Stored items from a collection
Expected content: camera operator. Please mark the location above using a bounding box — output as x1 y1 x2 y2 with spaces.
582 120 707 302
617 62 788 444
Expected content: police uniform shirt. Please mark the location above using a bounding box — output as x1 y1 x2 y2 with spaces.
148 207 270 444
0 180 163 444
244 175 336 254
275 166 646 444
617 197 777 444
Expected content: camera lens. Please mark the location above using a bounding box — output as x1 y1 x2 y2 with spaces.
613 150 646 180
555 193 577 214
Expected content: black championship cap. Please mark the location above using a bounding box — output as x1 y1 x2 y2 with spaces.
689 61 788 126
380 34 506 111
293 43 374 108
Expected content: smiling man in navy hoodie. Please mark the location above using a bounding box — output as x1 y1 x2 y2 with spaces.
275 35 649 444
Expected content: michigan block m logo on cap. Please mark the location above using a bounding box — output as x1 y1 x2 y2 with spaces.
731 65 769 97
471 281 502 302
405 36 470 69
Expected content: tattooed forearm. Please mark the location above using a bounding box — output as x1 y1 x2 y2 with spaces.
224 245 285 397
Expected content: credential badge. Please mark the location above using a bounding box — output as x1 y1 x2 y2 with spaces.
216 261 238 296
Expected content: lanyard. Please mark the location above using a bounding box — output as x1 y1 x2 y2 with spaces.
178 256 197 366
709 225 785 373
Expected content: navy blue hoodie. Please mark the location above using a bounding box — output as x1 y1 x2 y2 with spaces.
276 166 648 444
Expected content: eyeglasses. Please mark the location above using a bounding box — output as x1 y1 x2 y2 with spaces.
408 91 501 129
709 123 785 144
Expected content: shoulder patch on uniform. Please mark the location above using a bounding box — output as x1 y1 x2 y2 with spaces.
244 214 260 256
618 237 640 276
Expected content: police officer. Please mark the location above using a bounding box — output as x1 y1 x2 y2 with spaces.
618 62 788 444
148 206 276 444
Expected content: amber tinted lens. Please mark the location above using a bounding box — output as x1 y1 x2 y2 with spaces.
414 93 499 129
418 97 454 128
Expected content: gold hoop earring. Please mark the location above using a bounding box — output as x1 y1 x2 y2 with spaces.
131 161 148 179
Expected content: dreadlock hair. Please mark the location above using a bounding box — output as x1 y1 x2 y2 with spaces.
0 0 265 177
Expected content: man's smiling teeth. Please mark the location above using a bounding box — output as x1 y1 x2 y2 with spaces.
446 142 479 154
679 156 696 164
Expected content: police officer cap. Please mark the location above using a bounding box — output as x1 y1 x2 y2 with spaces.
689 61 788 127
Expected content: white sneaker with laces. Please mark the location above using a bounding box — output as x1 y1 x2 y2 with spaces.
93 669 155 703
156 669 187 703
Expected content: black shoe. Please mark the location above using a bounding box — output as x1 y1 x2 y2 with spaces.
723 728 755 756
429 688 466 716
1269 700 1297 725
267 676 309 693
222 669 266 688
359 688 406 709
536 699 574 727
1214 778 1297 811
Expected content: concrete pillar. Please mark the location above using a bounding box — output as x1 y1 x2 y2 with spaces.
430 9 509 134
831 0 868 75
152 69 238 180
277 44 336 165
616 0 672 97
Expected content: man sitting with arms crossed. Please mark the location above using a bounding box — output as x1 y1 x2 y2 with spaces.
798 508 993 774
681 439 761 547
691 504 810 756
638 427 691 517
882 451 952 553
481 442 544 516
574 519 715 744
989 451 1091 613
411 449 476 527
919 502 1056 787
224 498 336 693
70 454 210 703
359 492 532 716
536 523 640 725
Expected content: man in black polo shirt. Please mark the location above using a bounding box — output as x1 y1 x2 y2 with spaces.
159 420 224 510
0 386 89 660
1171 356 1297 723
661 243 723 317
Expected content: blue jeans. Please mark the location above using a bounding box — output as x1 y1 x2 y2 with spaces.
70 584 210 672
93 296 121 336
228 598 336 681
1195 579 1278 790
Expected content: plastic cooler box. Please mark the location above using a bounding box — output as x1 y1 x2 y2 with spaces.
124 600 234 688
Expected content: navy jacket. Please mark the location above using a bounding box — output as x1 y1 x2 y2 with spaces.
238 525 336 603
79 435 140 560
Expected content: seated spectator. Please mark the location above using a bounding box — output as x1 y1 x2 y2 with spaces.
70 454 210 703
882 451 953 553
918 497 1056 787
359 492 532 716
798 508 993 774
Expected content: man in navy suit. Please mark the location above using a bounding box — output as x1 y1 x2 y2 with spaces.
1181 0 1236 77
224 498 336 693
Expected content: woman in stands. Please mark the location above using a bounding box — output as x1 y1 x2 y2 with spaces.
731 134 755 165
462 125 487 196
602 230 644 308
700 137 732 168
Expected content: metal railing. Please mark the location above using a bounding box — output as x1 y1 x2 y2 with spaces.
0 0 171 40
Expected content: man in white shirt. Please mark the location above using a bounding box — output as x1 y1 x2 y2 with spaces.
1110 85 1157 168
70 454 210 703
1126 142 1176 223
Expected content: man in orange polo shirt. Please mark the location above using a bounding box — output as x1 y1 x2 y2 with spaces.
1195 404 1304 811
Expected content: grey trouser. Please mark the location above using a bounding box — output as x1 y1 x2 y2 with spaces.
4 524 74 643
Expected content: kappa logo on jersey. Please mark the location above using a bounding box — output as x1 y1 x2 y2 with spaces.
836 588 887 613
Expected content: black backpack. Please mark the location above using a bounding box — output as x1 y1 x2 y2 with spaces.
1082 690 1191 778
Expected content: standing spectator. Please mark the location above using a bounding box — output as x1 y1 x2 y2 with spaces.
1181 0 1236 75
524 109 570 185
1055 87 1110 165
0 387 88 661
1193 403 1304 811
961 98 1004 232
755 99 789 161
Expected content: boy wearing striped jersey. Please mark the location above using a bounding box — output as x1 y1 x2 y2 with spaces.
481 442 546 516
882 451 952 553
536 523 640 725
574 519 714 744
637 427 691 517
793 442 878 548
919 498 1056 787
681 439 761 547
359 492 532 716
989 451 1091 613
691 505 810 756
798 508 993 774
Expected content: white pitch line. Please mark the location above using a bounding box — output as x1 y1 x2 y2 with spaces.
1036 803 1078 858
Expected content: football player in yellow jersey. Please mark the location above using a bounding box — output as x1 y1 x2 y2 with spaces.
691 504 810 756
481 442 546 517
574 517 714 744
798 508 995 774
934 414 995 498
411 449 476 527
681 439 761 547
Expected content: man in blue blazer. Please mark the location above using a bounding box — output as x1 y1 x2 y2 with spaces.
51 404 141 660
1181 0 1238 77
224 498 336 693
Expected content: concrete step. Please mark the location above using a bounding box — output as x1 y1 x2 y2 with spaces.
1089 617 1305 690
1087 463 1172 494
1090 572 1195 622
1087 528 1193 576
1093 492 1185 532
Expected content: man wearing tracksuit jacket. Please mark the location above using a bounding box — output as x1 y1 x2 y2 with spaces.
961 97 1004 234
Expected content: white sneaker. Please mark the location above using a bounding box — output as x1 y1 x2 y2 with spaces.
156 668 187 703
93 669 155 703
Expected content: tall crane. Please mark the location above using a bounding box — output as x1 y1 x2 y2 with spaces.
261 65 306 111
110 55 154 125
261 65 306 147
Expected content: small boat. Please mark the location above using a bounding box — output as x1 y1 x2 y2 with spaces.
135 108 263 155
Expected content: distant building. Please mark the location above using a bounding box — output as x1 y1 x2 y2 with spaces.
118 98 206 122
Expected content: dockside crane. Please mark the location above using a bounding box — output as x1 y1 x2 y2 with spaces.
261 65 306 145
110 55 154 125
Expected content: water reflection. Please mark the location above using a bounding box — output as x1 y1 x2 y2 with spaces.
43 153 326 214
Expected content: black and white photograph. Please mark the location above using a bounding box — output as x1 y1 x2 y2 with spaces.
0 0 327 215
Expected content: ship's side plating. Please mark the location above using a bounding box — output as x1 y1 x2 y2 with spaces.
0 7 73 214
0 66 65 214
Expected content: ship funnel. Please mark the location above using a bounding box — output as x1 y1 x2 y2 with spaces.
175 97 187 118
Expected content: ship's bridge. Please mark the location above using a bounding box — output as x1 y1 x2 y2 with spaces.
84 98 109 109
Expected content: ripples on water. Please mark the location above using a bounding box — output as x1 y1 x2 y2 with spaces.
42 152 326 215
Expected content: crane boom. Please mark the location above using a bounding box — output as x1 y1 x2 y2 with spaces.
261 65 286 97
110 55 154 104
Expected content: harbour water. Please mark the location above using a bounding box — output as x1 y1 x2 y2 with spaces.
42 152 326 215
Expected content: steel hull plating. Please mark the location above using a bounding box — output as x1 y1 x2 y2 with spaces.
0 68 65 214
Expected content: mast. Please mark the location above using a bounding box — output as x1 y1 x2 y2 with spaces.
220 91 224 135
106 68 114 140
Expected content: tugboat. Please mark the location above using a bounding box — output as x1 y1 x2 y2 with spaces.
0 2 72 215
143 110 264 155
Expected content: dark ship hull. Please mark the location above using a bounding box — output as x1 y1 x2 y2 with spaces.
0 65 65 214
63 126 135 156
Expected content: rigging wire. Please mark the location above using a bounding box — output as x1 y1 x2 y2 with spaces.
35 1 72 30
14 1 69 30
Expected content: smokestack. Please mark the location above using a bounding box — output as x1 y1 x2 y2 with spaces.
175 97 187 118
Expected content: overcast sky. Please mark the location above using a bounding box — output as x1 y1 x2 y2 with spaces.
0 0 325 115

EXERCISE DETAILS: Convert the listing from the line containing "Expected content: white sneaker." through the line containing "0 66 65 214" into a two-column CSV with the columns text and answer. Give one row for each text together with its answer, put each value in its own quoted field, and turn line breaks into spaces.

THE COMPLETED TASK:
text,answer
"Expected content: white sneaker. Please mark the location above using a bounding box — output as x1 y1 x2 y2 with spaces.","156 668 187 703 93 669 155 703"
"Expected content: tall crane. Please mark the location above using a bounding box — output as x1 y1 x2 y2 with spaces.","261 65 306 111 110 55 154 125 261 65 306 147"
"Expected content: small boat. Please mark the location above using a bounding box — output as x1 y1 x2 y2 with spaces.","135 108 263 155"
"Expected content: distant building. Please mark the location above using a bounding box — output as x1 y1 x2 y2 with spaces.","118 98 206 122"
"Expected content: dockside crane. Please mark the location above using a bounding box — output as x1 y1 x2 y2 with spaces.","261 65 306 145 110 55 154 125"
"Expected content: water reflection. Please mark the location above using a bounding box — output as x1 y1 x2 y2 with spaces.","43 153 326 214"
"Expected content: black and white photograph. Please mark the location above using a bounding box — output as x1 y1 x2 y2 with spaces.","0 0 327 215"
"Expected content: ship's side plating. Please mark the location above using a bounding box — output as x1 y1 x2 y2 with spaces.","0 7 73 214 0 66 65 214"